(Data for this task Opens)

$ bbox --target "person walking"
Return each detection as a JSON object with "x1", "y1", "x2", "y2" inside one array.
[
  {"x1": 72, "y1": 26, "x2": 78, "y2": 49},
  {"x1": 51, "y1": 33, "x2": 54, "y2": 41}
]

(Data for this task Closes)

[Aim of the exercise] All of the data is to be written out again, word for word.

[Response to this exercise]
$ bbox --target "person walking"
Return each detection as a JSON object with "x1", "y1", "x2", "y2" inside one array.
[
  {"x1": 72, "y1": 26, "x2": 78, "y2": 49},
  {"x1": 51, "y1": 33, "x2": 54, "y2": 41}
]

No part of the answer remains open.